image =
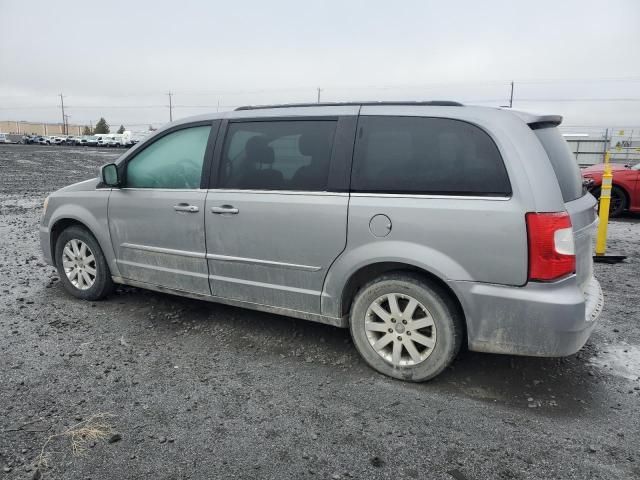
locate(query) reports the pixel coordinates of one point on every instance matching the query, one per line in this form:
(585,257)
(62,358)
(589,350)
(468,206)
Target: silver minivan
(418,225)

★ ★ ★

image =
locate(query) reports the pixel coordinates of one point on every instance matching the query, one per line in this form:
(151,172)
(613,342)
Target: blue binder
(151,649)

★ ★ ★

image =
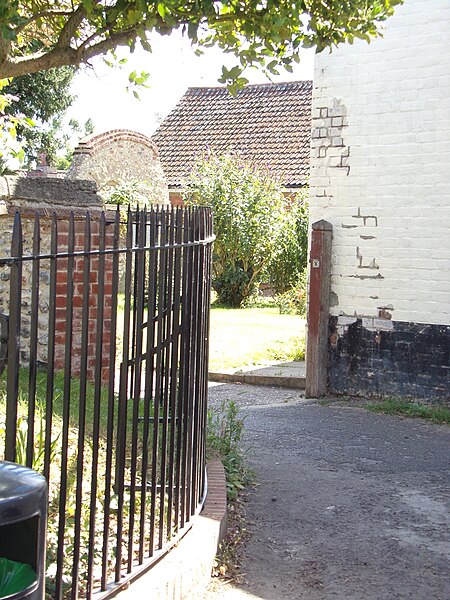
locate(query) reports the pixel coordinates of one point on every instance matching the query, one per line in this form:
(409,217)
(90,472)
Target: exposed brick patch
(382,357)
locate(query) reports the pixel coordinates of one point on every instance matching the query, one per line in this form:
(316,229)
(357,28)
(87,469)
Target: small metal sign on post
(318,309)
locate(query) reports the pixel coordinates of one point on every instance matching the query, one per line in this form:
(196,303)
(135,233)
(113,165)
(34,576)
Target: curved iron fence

★ ★ ★

> Work instructions
Please tally the lines in the records above that contain the string "Target" and reply with only the number.

> Correct response
5